(Stored records)
::::

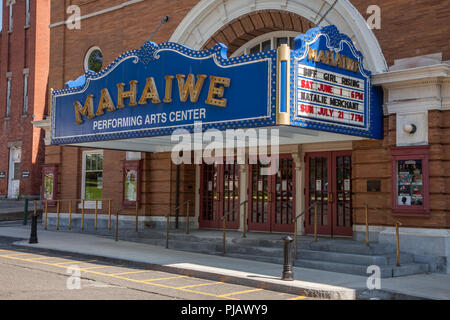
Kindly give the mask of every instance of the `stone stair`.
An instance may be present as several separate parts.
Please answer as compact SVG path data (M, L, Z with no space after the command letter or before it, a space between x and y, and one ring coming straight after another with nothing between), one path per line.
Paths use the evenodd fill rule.
M103 233L111 236L111 232L103 231ZM157 246L166 245L165 237L165 232L158 229L145 229L138 233L133 230L122 230L119 233L121 240ZM238 232L227 232L226 256L283 264L282 237L282 234L249 233L246 238L242 238ZM171 230L169 248L223 255L222 232L200 230L187 235L182 230ZM364 242L341 238L319 238L314 242L311 237L299 237L297 259L293 263L297 267L366 277L369 276L367 267L377 265L380 267L382 278L429 271L428 264L414 261L414 256L408 253L401 253L400 267L397 267L395 247L379 243L370 243L366 246Z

::::

**YOUR GOAL**
For the word "instance", find all matching lines in the entries above and copy them out.

**WRITTEN SOLUTION**
Kindly give the mask of every instance of the `stone stair`.
An instance may be present as several separate parts.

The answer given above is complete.